# GIVEN DATA
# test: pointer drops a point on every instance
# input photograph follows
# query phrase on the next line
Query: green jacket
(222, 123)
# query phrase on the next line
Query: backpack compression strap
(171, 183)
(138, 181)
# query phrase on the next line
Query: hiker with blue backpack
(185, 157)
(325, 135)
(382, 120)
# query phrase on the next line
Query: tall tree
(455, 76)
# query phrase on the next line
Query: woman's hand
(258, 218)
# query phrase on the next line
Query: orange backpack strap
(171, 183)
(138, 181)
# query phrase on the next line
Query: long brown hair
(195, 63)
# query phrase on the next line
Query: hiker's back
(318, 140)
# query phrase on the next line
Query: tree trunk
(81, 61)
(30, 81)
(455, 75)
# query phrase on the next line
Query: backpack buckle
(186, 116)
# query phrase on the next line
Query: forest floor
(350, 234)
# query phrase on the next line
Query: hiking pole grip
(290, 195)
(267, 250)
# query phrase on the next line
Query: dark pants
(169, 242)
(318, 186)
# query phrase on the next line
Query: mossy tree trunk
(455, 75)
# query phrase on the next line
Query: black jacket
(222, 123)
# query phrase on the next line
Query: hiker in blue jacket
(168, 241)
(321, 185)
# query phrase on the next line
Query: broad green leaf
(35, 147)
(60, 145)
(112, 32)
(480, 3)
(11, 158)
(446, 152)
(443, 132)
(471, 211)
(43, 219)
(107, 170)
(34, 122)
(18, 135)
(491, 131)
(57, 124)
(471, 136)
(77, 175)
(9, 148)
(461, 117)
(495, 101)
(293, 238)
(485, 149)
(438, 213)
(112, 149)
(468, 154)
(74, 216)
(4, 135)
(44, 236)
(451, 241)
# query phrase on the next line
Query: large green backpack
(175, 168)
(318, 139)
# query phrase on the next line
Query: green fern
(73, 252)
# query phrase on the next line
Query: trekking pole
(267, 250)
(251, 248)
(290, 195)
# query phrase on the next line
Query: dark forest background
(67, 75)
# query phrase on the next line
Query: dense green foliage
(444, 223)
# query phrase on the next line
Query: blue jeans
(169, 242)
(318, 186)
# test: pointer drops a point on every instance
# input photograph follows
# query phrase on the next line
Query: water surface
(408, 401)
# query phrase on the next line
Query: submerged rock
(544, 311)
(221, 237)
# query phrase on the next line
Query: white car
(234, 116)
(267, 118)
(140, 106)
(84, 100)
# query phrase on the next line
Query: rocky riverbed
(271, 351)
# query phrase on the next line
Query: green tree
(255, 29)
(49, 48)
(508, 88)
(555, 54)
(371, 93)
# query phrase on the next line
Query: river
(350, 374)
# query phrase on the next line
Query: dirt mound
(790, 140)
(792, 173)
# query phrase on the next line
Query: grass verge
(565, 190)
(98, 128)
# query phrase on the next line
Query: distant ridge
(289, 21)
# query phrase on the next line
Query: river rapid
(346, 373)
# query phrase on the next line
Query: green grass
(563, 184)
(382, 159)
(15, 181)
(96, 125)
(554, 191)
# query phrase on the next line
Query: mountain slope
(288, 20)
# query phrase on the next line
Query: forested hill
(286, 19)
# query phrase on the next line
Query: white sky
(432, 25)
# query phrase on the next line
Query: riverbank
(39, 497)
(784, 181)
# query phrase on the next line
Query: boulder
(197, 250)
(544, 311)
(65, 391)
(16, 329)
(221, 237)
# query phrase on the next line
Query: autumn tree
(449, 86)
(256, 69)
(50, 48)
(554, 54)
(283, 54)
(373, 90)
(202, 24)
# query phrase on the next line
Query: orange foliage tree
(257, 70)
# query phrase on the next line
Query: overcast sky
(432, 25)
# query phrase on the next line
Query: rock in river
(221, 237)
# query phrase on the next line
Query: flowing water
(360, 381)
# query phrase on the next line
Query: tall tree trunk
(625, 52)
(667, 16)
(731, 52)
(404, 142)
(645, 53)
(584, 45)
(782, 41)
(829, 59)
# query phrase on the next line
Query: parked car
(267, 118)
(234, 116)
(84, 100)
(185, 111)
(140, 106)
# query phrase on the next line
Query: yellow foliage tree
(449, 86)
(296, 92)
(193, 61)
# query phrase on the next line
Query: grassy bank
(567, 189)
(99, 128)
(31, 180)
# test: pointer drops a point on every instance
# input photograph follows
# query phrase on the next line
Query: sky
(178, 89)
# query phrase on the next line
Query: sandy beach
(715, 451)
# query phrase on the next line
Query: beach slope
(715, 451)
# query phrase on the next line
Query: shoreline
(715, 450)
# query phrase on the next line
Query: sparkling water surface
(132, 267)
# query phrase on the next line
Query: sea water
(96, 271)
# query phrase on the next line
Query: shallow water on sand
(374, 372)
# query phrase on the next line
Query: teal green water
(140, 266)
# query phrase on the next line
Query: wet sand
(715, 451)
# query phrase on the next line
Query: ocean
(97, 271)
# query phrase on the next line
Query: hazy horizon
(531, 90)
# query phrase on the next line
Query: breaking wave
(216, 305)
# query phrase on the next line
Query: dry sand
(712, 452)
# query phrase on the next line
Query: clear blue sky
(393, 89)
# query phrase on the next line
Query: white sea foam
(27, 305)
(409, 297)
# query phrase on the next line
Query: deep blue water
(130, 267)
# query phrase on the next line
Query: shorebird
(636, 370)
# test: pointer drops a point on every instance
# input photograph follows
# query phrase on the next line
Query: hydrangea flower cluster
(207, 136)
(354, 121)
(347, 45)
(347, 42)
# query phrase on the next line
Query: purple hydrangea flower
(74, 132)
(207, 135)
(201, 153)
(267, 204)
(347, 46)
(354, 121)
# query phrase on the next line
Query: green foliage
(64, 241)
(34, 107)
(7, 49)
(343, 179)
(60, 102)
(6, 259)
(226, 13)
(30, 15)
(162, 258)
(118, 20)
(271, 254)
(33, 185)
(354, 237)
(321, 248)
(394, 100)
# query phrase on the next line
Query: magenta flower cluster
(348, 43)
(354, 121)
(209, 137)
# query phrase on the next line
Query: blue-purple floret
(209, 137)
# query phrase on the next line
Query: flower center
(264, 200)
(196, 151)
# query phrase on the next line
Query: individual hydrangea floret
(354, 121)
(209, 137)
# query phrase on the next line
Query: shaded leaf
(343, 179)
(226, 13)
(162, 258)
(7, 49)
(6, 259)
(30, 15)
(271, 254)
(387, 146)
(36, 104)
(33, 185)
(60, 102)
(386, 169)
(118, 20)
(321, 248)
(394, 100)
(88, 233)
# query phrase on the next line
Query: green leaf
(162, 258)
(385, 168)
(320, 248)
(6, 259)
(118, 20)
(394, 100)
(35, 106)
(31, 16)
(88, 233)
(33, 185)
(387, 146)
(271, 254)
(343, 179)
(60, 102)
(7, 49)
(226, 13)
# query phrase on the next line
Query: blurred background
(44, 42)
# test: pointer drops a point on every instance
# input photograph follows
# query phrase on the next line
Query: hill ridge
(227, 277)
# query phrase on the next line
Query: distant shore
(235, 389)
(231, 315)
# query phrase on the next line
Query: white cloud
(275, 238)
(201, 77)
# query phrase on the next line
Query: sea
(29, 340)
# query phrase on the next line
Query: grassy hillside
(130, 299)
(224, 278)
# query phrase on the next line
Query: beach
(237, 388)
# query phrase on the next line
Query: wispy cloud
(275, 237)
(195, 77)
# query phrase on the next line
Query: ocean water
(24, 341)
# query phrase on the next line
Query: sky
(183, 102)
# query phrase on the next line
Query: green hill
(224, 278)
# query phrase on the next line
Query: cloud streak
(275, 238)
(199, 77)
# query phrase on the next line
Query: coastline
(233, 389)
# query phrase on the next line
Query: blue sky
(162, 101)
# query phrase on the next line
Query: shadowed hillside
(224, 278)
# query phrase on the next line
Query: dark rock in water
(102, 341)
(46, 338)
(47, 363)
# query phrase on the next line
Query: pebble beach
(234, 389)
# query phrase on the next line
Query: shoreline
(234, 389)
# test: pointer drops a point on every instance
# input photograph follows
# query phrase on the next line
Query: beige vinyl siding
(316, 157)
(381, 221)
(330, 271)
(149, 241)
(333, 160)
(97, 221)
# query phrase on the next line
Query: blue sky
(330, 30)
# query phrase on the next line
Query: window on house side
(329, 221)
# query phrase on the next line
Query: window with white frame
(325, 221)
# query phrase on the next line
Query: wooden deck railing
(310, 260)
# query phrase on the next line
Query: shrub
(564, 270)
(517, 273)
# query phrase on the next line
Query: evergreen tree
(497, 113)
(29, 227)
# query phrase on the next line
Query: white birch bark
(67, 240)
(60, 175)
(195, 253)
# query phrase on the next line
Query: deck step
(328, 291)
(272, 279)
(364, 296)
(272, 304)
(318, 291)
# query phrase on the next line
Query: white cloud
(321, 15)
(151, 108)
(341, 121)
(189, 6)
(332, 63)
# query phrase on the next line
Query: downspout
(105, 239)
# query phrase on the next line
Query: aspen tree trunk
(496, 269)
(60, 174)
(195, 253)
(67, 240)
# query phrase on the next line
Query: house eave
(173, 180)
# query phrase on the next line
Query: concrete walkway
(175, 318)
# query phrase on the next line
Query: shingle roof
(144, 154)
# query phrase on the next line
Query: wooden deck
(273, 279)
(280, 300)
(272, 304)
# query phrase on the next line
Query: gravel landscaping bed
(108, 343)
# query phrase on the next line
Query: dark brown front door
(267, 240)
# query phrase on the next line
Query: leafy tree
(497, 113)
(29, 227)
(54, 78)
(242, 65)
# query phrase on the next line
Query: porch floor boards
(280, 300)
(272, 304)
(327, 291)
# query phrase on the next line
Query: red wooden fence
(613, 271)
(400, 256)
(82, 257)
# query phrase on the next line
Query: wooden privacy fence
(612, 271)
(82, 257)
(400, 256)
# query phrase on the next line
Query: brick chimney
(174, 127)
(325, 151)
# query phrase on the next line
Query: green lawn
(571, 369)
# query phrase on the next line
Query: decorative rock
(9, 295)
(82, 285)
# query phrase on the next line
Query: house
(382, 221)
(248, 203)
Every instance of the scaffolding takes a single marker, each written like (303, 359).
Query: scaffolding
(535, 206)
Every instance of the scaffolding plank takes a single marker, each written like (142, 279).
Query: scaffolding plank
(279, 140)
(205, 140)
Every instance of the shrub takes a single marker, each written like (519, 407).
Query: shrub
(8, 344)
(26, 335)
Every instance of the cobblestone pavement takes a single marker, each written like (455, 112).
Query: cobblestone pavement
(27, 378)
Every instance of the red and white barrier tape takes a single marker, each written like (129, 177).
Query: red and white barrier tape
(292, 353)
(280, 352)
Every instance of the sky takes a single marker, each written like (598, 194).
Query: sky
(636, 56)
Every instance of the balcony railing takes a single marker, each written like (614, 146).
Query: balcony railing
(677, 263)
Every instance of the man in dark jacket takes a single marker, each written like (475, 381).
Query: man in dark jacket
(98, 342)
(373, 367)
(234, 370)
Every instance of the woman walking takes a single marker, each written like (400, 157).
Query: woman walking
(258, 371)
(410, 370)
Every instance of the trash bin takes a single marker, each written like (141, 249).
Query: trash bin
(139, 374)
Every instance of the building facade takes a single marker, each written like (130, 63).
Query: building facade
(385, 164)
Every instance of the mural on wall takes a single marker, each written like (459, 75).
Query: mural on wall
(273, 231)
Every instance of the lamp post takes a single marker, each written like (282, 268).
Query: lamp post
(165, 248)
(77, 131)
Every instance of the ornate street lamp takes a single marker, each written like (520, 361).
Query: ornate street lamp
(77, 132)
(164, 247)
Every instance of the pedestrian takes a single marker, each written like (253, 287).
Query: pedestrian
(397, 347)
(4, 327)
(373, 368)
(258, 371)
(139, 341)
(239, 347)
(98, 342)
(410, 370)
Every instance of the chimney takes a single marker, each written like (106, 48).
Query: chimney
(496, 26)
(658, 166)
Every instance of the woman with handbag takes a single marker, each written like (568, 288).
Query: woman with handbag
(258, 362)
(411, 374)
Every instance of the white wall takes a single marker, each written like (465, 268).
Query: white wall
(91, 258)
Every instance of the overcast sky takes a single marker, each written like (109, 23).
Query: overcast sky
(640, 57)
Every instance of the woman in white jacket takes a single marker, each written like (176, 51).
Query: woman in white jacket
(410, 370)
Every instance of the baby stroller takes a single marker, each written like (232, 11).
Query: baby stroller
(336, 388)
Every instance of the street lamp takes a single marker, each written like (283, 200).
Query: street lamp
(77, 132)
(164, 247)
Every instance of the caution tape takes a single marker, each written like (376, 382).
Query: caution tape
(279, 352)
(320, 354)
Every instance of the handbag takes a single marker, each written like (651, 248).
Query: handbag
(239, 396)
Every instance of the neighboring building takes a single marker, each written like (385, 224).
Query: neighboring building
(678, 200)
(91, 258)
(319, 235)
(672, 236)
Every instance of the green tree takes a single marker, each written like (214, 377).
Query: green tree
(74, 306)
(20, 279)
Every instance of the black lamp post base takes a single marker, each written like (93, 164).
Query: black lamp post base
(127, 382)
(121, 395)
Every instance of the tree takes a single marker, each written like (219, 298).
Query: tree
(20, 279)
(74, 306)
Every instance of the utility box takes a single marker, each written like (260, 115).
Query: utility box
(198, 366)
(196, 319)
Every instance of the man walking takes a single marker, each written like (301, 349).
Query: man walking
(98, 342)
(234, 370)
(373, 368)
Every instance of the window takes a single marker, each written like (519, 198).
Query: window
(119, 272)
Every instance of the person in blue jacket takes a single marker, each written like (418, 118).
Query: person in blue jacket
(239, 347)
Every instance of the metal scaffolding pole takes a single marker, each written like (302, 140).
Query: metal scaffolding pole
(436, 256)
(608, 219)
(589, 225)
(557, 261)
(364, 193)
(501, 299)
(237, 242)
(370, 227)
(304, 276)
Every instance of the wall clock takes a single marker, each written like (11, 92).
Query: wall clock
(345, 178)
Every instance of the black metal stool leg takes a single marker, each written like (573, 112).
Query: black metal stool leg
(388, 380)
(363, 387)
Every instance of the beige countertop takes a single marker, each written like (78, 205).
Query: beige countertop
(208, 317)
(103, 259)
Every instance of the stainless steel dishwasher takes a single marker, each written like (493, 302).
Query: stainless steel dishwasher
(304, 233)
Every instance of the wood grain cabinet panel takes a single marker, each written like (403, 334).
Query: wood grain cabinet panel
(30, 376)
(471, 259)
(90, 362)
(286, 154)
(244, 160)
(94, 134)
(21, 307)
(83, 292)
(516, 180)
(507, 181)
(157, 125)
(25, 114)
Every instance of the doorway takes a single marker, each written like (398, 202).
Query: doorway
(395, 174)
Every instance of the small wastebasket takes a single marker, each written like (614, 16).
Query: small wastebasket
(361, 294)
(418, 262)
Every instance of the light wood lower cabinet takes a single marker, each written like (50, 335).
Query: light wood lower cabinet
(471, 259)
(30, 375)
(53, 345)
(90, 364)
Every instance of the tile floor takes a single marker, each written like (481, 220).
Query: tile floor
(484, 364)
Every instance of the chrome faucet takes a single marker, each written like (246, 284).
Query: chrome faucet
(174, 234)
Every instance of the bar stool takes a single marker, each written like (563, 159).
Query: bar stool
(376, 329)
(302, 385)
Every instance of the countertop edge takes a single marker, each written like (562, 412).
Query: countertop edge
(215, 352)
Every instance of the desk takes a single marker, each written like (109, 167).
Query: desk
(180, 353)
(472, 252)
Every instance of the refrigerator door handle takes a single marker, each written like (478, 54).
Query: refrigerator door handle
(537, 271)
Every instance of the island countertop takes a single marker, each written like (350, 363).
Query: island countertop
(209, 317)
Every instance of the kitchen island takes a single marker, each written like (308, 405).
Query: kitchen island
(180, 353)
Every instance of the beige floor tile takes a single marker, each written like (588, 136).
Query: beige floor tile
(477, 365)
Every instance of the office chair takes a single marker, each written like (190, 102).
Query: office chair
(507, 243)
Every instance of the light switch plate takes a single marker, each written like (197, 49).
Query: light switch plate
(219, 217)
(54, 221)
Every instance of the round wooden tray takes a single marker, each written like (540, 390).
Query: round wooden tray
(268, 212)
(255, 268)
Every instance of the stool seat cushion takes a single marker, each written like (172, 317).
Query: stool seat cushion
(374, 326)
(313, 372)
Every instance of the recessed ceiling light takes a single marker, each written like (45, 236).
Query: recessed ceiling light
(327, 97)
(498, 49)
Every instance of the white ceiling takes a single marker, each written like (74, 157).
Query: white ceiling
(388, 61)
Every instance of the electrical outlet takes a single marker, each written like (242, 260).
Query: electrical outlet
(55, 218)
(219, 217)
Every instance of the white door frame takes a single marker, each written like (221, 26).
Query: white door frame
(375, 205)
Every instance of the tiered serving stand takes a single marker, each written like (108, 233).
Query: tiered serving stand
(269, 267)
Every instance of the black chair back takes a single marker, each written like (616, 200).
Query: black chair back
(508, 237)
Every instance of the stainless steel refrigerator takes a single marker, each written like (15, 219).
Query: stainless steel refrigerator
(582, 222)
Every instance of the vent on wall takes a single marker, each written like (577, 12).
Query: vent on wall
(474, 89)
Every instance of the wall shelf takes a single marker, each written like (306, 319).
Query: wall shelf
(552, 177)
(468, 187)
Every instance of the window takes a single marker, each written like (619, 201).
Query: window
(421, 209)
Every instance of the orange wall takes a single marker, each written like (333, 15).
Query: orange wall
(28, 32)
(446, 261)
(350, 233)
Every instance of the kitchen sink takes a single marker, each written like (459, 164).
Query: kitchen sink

# PROBLEM
Print every line from the one that contains "Every instance of the kitchen sink" to the end of the records, exactly as written, and nothing more.

# RESPONSE TO THIS EXERCISE
Every instance of the kitchen sink takes a single marker, each written like (459, 164).
Query: kitchen sink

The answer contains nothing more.